### What to do
Pick out and copy each line of the listing below that contains the string "person". Matches must have the same uppercase and lowercase letters.

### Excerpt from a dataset
[BEGIN]
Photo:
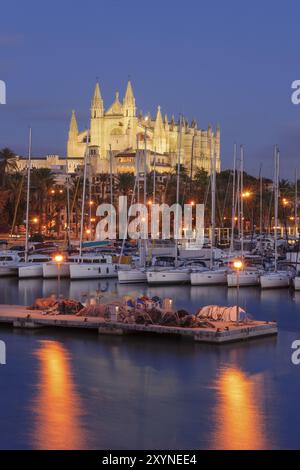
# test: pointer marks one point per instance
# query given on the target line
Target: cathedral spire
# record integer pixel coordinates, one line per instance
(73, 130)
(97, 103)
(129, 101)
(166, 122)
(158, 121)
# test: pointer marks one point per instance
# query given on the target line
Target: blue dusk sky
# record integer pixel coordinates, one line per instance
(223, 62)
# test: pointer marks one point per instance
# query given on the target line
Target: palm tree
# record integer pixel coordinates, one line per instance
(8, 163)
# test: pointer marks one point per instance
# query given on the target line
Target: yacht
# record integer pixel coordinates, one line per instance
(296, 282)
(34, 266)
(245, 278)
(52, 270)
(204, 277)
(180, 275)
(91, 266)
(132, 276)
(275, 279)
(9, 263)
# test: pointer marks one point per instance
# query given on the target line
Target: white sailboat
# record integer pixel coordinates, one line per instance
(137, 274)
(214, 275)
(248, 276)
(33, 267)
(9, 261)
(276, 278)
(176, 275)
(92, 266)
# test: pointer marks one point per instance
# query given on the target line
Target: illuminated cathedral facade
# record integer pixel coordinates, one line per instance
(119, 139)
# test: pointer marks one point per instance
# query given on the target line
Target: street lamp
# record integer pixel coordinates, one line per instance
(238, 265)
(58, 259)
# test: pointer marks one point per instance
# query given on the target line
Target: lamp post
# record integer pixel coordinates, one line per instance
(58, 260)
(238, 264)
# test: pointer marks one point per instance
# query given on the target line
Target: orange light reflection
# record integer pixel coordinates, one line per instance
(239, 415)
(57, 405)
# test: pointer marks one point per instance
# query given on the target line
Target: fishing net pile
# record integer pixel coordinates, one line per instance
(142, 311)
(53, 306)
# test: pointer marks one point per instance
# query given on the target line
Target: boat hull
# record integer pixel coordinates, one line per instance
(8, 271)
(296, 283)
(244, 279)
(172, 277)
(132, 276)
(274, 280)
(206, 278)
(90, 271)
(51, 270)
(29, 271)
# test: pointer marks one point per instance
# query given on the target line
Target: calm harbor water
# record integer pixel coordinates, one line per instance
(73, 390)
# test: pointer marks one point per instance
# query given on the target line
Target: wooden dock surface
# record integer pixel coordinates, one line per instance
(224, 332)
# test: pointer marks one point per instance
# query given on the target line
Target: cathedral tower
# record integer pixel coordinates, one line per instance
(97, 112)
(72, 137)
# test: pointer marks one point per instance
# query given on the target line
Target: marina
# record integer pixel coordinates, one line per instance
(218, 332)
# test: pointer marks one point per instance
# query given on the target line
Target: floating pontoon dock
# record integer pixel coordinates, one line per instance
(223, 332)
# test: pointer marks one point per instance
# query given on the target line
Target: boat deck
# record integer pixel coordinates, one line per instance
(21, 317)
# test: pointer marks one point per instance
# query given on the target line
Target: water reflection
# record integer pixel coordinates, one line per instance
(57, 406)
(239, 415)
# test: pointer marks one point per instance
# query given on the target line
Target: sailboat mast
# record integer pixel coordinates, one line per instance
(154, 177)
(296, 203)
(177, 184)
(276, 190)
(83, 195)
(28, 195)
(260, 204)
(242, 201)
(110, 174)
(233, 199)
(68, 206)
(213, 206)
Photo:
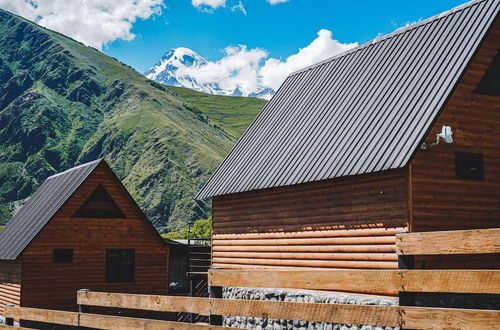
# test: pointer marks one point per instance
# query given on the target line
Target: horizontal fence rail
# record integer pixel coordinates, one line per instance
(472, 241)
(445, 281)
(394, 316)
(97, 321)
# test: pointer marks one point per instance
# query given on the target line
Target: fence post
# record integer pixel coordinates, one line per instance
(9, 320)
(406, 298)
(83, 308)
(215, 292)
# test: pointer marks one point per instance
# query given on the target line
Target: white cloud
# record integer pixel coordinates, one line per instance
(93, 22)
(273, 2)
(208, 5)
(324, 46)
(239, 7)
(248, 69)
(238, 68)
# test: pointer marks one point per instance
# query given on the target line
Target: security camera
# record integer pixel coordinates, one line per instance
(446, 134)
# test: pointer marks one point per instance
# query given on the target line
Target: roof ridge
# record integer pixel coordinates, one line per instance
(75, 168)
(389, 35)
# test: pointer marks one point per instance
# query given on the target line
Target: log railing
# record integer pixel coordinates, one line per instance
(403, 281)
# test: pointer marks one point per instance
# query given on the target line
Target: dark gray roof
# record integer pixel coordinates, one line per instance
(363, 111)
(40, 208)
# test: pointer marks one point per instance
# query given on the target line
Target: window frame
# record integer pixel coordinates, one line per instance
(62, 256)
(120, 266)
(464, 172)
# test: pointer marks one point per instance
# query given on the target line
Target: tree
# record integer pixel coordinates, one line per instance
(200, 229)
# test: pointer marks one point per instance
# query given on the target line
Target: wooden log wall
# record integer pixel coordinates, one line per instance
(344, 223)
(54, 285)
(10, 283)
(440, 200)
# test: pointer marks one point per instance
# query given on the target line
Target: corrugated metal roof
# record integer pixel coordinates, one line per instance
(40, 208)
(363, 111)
[END]
[BEGIN]
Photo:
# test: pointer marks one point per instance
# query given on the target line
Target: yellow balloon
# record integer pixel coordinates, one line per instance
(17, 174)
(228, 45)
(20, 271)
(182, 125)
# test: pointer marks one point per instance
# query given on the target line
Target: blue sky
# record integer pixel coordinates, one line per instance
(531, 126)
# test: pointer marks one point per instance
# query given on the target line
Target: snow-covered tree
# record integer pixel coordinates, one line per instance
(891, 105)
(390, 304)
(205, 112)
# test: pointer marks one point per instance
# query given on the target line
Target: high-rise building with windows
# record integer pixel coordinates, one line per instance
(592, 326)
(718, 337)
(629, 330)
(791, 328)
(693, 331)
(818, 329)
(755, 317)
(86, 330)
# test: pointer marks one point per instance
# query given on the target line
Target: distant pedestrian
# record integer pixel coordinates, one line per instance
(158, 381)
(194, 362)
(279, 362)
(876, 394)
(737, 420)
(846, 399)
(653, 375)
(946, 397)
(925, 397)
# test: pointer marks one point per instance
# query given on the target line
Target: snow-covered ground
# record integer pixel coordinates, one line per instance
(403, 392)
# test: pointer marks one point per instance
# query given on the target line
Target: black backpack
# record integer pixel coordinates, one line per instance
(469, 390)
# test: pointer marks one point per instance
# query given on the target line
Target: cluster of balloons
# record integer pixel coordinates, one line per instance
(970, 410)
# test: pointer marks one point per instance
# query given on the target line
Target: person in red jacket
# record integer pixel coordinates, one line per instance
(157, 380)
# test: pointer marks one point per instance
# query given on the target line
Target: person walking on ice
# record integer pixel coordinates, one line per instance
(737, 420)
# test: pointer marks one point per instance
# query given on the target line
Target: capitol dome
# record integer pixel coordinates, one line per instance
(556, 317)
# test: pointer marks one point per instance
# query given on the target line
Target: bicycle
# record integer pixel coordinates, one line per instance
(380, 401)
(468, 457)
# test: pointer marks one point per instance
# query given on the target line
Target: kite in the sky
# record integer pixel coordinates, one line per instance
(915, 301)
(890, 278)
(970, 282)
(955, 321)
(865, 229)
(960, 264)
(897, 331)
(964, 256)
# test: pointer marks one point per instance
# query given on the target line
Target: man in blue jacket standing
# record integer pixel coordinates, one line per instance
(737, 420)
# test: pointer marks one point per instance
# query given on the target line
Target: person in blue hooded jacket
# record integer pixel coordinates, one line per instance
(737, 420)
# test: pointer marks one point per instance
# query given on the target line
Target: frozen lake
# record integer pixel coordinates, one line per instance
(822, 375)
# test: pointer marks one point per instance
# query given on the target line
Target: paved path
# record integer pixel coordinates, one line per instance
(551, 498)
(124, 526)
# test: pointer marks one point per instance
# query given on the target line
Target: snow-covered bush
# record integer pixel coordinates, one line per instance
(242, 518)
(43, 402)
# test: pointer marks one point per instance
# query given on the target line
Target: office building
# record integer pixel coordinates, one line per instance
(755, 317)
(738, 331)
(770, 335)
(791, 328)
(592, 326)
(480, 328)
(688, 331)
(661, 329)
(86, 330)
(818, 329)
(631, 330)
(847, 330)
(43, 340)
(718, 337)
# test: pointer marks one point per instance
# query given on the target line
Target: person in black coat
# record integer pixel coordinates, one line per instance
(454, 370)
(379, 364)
[END]
[BEGIN]
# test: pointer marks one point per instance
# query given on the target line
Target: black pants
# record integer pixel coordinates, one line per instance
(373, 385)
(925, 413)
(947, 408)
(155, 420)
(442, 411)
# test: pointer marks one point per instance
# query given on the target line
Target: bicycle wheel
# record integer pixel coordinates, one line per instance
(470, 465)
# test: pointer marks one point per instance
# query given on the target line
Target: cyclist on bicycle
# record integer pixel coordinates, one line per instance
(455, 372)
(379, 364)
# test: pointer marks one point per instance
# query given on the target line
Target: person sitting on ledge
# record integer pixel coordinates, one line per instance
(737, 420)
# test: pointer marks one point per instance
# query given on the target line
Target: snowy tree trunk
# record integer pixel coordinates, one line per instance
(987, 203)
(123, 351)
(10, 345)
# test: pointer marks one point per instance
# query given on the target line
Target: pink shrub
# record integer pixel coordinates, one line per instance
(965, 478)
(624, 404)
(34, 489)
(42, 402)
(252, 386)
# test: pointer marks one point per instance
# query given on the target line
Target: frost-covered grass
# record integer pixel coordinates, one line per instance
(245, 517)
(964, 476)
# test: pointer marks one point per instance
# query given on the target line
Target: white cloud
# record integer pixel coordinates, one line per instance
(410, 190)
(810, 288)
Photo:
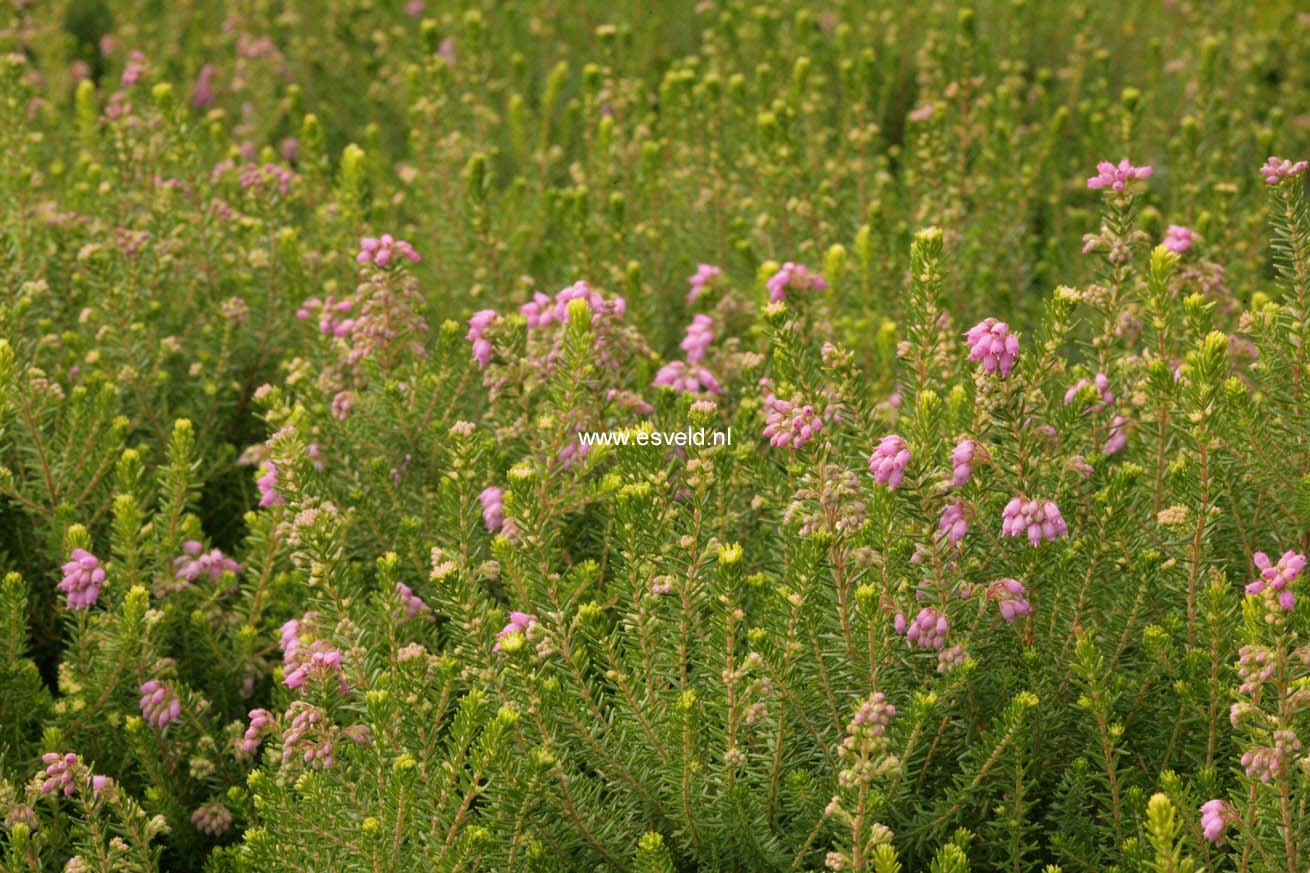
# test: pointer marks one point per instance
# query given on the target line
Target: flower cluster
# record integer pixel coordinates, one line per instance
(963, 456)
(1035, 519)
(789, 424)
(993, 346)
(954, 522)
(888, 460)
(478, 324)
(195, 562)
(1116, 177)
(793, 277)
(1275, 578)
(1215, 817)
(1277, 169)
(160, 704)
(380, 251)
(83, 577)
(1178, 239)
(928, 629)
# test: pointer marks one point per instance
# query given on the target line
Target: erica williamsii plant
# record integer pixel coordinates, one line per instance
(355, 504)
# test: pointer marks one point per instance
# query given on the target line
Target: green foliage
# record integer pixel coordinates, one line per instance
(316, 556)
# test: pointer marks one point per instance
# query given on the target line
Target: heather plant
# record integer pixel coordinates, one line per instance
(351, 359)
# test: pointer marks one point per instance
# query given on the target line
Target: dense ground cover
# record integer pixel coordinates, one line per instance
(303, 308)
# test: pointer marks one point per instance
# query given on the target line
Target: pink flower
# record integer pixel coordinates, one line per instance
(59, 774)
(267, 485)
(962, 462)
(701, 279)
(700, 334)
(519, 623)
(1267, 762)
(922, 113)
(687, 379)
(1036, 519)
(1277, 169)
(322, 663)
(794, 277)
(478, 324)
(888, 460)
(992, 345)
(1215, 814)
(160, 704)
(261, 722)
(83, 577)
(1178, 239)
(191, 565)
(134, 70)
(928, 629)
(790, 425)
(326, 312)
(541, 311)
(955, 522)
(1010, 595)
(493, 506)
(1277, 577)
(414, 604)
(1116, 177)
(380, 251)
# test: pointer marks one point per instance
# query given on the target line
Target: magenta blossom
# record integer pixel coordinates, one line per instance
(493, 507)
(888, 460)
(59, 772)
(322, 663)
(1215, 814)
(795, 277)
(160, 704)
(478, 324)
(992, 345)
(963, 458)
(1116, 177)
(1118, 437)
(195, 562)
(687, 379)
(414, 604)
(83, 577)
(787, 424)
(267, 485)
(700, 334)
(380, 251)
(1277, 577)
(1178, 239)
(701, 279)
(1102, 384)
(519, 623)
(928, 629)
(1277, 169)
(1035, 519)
[END]
### Exercise answer
Target: person in red jacket
Target: person walking on ice
Target: person in blue hooded jacket
Target: person in black coat
Target: person sitting on ledge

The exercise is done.